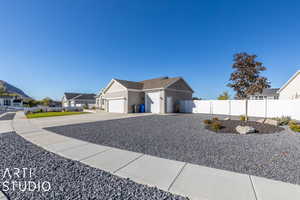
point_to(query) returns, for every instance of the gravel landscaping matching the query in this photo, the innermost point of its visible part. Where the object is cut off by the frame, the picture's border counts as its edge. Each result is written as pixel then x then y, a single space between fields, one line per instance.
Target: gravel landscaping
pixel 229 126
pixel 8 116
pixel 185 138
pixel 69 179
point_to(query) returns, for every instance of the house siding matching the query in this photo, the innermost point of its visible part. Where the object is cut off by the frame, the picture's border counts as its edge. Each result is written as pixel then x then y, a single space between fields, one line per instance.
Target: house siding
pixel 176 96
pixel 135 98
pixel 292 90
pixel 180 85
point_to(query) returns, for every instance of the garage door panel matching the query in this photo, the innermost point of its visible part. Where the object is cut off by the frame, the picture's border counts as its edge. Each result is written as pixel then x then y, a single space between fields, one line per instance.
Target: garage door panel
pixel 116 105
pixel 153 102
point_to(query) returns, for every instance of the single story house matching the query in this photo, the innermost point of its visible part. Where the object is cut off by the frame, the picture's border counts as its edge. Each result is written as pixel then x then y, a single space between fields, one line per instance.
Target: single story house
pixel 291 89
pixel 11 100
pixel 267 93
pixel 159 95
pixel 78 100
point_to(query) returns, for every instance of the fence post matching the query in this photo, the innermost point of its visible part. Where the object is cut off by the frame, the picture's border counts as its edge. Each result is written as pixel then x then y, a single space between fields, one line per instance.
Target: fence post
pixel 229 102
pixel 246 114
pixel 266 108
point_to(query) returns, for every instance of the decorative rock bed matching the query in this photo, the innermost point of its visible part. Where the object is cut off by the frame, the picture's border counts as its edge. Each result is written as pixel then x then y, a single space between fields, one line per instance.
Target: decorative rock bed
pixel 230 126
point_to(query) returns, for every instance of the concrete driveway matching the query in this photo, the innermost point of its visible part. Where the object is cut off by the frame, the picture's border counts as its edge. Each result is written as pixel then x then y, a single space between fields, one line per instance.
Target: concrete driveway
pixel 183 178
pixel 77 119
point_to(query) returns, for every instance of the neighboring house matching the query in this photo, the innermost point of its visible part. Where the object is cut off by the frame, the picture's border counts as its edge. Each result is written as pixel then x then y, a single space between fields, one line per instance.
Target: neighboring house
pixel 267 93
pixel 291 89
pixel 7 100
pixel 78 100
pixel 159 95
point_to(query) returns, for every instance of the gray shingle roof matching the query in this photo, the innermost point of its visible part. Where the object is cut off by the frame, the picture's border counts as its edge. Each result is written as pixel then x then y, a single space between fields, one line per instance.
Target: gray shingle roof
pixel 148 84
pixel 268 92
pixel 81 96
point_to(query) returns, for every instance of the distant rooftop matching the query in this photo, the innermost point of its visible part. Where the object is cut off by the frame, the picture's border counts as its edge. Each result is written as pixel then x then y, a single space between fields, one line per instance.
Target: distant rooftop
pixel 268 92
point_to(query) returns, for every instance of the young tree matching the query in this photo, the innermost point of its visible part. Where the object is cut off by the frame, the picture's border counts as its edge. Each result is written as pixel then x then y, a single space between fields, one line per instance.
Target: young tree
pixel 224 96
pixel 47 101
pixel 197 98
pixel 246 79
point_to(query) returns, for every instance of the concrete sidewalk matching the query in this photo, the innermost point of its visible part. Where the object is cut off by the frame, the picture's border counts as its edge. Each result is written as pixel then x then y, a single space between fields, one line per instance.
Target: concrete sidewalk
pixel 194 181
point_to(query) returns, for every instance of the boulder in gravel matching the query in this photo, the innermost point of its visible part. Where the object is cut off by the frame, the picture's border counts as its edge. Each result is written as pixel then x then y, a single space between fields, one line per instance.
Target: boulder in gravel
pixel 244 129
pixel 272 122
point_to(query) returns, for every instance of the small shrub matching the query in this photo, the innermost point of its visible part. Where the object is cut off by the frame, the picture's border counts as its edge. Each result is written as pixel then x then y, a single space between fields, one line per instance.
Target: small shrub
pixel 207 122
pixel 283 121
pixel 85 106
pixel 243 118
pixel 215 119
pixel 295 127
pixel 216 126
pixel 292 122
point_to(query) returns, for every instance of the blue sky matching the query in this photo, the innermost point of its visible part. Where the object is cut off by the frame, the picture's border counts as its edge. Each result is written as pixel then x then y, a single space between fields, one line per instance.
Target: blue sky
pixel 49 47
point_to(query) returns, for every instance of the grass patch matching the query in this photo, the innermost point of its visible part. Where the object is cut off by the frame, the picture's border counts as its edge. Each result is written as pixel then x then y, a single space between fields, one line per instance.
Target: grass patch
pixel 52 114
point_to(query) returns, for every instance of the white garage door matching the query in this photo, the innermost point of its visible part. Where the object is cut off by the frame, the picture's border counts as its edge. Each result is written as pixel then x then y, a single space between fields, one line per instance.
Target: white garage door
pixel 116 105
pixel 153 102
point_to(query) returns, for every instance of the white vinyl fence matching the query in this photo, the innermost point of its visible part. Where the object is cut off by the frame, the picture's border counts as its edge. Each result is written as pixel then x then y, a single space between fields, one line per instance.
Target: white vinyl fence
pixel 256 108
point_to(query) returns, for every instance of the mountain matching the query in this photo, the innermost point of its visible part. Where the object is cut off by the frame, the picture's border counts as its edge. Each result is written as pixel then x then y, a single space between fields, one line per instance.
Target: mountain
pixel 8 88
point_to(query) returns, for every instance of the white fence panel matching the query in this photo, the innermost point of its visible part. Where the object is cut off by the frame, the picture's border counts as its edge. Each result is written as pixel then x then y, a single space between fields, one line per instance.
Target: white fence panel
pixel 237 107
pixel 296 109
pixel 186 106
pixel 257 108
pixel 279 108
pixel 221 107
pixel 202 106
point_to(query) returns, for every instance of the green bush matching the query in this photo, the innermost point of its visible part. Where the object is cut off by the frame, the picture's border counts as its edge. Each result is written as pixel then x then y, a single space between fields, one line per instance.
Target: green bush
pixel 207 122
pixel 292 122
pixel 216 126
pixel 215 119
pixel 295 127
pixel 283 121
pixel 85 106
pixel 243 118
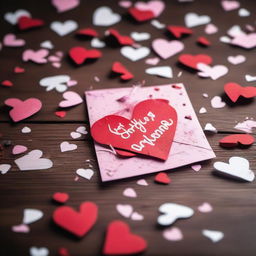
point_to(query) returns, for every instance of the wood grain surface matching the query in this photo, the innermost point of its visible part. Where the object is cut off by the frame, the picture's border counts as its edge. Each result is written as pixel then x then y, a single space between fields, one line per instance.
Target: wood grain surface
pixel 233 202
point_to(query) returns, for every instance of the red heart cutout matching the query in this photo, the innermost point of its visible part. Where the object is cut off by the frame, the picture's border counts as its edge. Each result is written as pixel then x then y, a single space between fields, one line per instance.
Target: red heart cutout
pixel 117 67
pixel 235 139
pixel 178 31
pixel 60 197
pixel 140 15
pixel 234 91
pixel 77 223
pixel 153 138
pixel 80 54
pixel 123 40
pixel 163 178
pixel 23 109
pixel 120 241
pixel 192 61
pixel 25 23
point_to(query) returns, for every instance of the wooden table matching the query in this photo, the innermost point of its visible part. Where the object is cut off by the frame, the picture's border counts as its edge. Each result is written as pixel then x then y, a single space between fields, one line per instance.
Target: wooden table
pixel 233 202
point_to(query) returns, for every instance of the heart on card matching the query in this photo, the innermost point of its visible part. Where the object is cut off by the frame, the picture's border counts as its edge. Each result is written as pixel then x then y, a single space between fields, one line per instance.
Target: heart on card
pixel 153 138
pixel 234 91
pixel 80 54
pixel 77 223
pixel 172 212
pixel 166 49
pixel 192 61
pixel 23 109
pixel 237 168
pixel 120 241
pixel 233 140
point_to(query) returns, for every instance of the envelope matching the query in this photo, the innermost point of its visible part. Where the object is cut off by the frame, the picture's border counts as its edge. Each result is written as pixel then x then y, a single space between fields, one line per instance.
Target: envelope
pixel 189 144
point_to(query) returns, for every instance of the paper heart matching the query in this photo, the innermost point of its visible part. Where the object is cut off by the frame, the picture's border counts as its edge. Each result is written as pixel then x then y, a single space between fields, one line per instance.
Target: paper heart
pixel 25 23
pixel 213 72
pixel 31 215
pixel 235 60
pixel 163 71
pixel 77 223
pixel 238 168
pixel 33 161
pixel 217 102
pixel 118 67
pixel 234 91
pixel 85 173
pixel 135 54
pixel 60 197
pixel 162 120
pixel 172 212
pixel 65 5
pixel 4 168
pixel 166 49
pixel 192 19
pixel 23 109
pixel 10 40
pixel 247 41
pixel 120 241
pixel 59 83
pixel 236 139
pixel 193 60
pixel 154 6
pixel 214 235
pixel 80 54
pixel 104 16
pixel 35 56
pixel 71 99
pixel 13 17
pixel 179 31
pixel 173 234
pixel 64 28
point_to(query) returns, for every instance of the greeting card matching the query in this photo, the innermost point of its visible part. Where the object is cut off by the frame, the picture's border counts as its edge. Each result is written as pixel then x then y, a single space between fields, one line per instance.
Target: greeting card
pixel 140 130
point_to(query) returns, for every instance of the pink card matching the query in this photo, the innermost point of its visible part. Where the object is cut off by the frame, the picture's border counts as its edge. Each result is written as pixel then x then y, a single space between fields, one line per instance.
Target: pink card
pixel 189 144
________________________
To be done: Reproduce the lines above word for word, beginning with the very first one and stopping after the line that contains "pixel 69 179". Leave the pictures out.

Answer to the exercise:
point_to(query) returns, for every instance of the gravel landscaping matching the query in this photo, the innermost point of its visible part. Where the object is cut off by the frame, the picture's border counts as its edge. Each result is written as pixel then x then y, a single space between fields, one line per instance.
Target: gravel landscaping
pixel 229 126
pixel 8 116
pixel 185 138
pixel 69 179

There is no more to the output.